◆ WHAT YOU HAVE TO DO
Reproduce the stretch of the Jukebox Diffusion article from "It hit me with" through "an apathetic world.", keeping every word and mark as it stands.

◆ PAGE EXTRACT

━━━━━━━━━━━━━━━━━━━━━━━━━━━━━━

Jukebox Diffusion

An AI tool for conditional music generation

Published in

Better Programming

11 min readAug 8, 2023

It hit me with a sickening severity one night. While I stood staring down at a sink full of unwashed dishes, a feeling of nausea overwhelmed me. I had spent the day chasing down a single elusive error in a new credit scoring model. My eyes were bloodshot; my thoughts were static. It was my job. As a Data Scientist for a finance startup touting a global presence and a moral conscience, almost every day was a Hail Mary at trying to feel useful in an apathetic world.

That's why weeks later, when I connected my first patch cable to a Make Noise MATHS module, my world suddenly blossomed into thousands of splintering possibilities. This is modular synthesis I’m talking about, and it redefined my reality. A couple of VCOs and a filter later, I was plugged into an unfamiliar realm of dissonance. It was thrilling, like charting new territory, where churning clouds of sound obscured limits.

━━━━━━━━━━━━━━━━━━━━━━━━━━━━━━

◆ LISTED RECORDS
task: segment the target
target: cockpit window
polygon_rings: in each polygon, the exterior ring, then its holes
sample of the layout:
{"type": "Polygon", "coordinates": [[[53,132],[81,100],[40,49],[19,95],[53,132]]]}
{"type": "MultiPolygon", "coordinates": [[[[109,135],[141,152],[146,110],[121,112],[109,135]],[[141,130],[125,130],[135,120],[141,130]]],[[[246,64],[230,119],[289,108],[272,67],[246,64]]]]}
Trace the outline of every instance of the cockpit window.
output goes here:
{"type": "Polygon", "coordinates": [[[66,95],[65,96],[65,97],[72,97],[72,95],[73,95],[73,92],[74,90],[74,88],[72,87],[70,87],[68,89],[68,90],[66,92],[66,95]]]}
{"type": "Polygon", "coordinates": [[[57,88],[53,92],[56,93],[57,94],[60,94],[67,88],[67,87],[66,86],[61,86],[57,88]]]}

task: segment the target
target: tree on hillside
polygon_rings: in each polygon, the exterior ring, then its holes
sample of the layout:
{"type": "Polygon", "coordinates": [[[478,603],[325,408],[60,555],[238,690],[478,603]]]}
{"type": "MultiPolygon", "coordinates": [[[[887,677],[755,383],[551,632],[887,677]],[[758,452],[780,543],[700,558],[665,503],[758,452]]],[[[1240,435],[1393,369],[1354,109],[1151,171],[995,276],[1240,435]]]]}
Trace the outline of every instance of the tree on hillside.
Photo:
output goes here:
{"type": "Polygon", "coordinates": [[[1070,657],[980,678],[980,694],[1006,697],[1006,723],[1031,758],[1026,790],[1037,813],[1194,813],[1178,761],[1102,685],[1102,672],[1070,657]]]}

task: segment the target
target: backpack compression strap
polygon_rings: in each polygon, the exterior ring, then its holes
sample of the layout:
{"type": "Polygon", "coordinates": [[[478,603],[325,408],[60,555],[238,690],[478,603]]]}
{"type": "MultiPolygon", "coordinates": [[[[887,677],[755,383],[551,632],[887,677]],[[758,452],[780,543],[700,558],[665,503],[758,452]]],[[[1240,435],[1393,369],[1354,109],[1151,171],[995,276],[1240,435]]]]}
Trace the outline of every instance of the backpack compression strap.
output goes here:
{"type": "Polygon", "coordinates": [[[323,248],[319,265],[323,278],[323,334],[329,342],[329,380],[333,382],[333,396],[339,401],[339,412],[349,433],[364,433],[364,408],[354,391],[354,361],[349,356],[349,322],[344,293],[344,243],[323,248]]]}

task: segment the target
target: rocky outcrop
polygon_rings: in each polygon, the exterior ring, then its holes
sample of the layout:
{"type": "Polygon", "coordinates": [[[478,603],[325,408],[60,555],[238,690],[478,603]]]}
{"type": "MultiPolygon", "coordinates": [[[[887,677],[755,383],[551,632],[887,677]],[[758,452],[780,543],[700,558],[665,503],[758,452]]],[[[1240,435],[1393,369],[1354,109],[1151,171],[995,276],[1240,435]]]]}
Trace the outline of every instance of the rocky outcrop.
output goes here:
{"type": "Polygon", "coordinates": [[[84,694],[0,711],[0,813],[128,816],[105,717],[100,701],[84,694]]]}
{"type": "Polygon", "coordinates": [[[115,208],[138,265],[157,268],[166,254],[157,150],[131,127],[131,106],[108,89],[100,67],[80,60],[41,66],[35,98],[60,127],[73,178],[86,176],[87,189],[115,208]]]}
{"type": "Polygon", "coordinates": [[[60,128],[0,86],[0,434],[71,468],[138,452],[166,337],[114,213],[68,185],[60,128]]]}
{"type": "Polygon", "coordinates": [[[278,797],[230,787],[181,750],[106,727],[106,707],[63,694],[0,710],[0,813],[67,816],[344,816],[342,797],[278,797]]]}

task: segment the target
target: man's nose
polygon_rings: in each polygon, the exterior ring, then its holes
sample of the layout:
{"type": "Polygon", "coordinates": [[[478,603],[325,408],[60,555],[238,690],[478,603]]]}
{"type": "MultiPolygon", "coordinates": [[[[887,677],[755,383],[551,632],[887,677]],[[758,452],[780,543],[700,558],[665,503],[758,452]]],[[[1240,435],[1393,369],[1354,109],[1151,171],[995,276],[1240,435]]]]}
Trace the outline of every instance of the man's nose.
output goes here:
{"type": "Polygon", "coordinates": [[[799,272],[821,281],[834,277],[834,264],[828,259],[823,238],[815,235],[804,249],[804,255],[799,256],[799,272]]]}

━━━━━━━━━━━━━━━━━━━━━━━━━━━━━━

◆ PROBLEM SOLUTION
It hit me with a sickening severity one night. While I stood staring down at a sink full of unwashed dishes, a feeling of nausea overwhelmed me. I had spent the day chasing down a single elusive error in a new credit scoring model. My eyes were bloodshot; my thoughts were static. It was my job. As a Data Scientist for a finance startup touting a global presence and a moral conscience, almost every day was a Hail Mary at trying to feel useful in an apathetic world.